» **À COMPLÉTER**
[a] Répondez aux questions suivantes d'après l'article sur la loi fondamentale.
(i) À quelle majorité du Congrès la loi fondamentale est-elle adoptée ?
(ii) D'après le Conseil d'État, à quoi la loi fondamentale demeure-t-elle subordonnée ?
(iii) Sous l'autorité de qui la mission interministérielle d'assistance technique serait-elle placée ?
[b] Recopiez tout le passage de l'article sur la loi fondamentale qui va de « Sur le plan » jusqu'à « depuis trois décennies. ».
[c] Rédigez la suite de l'article sur la loi fondamentale en reprenant après sa dernière phrase.

» **ARTICLE**
* * * *
La loi fondamentale, adoptée aux trois cinquièmes du Congrès, donnerait au pays « une capacité d’auto-organisation ». Elle est présentée comme une Constitution interne. Mais, comme l’a rappelé le Conseil d’État, elle demeure subordonnée à la Constitution, aux engagements internationaux de la France et à la loi organique, bien loin de la valeur d’une vraie Constitution. Conçue initialement comme un mécanisme de veto destiné aux non-indépendantistes, elle pourrait ironiquement être mobilisée demain par une minorité indépendantiste pour résister à des régressions institutionnelles. En pratique, elle resterait inopérante sur des questions essentielles —nom du pays, drapeau, règles budgétaires et supplétivement des règles d’organisation des institutions— renvoyées à des délibérations ultérieures et incertaines.

 

Sur le plan économique, le projet ne dessine aucun véritable projet de société. Il repose sur de grands travaux (base militaire, nouvelle prison) et recycle les mécanismes traditionnels de défiscalisation, sans stratégie de rééquilibrage structurel. La dévolution de la fiscalité aux provinces risque d’accentuer les disparités territoriales. Les restitutions foncières pourraient se trouver fragilisées, tandis que la création d’une mission interministérielle d’assistance technique, placée sous l’autorité du Premier ministre, réduit de fait l’autonomie institutionnelle économique acquise depuis trois décennies.
* * * *
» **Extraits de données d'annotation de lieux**
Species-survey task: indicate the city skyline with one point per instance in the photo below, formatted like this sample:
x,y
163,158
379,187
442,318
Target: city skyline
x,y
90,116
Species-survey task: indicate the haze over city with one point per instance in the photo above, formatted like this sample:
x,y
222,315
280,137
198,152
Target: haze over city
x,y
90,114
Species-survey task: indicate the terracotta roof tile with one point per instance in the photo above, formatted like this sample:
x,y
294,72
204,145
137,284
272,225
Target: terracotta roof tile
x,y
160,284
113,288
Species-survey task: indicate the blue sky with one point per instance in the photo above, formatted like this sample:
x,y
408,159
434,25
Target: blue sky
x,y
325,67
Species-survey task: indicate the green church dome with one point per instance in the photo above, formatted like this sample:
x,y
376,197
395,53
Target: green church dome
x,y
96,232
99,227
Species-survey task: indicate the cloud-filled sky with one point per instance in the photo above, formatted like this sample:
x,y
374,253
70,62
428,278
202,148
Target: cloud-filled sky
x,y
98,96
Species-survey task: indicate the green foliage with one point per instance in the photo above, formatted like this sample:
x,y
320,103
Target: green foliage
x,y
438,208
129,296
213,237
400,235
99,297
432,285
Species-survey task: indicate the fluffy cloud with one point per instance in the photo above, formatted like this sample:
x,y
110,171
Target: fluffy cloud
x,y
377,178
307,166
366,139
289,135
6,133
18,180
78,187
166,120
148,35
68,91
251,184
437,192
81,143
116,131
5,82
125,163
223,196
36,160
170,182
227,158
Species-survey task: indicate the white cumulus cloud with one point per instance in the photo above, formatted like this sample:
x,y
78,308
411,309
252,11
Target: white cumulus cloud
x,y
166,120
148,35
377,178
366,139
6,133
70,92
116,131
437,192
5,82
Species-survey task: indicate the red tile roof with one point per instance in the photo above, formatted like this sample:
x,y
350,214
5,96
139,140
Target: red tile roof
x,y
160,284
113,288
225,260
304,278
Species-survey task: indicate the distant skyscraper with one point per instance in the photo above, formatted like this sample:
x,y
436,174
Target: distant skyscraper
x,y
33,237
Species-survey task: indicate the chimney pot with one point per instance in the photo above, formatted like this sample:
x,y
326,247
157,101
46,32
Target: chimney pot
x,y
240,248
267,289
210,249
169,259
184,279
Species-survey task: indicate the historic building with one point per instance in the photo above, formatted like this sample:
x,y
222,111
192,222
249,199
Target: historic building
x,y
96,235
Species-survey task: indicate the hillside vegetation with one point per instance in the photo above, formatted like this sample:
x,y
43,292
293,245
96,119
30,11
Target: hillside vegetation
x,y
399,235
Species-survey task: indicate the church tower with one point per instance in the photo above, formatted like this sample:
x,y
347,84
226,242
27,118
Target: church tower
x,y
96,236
* * * *
» **RÉPONSES FOURNIES**
[a]
(i) Aux trois cinquièmes du Congrès.
(ii) À la Constitution, aux engagements internationaux de la France et à la loi organique.
(iii) Sous l'autorité du Premier ministre.

[b]
Sur le plan économique, le projet ne dessine aucun véritable projet de société. Il repose sur de grands travaux (base militaire, nouvelle prison) et recycle les mécanismes traditionnels de défiscalisation, sans stratégie de rééquilibrage structurel. La dévolution de la fiscalité aux provinces risque d’accentuer les disparités territoriales. Les restitutions foncières pourraient se trouver fragilisées, tandis que la création d’une mission interministérielle d’assistance technique, placée sous l’autorité du Premier ministre, réduit de fait l’autonomie institutionnelle économique acquise depuis trois décennies.

[c]
 

Au terme de ce processus, l’État apparaît moins comme un médiateur que comme l’auteur et le garant exclusif de l’architecture proposée. Loin d’ouvrir un espace de négociation réelle, il a défini un cadre institutionnel qu’il entend imposer. En évitant la question décisive de la souveraineté, il s’enferme dans un monologue fermé où, une fois de plus, la République ne se parle qu’à elle-même. Cette absence d’écoute ne reste pas sans conséquence : elle génère un enchaînement institutionnel aux effets potentiellement délétères.

 

 

3. Un État hermétique : l’incapacité à entendre la revendication kanak

La séquence ouverte par Bougival a révélé les limites, voire les défaillances, des institutions françaises chargées du contrôle de la norme et des garanties procédurales qui tendent, dans les faits, à accompagner plutôt qu’à encadrer les initiatives de l’État. Déjà enclins à se tourner vers les instances internationales, les indépendantistes ont vu dans les réponses du Conseil d’État comme du Conseil constitutionnel la confirmation de la primauté absolue du droit interne et, en creux, celle de l’incapacité de l’État à entendre la revendication kanak. Cette absence d’écoute, manifeste malgré la violence du 13 mai 2024, alimente un profond déficit de confiance et explique le refus du FLNKS de participer à des discussions autres que bilatérales, du colonisé avec l’État colonisateur.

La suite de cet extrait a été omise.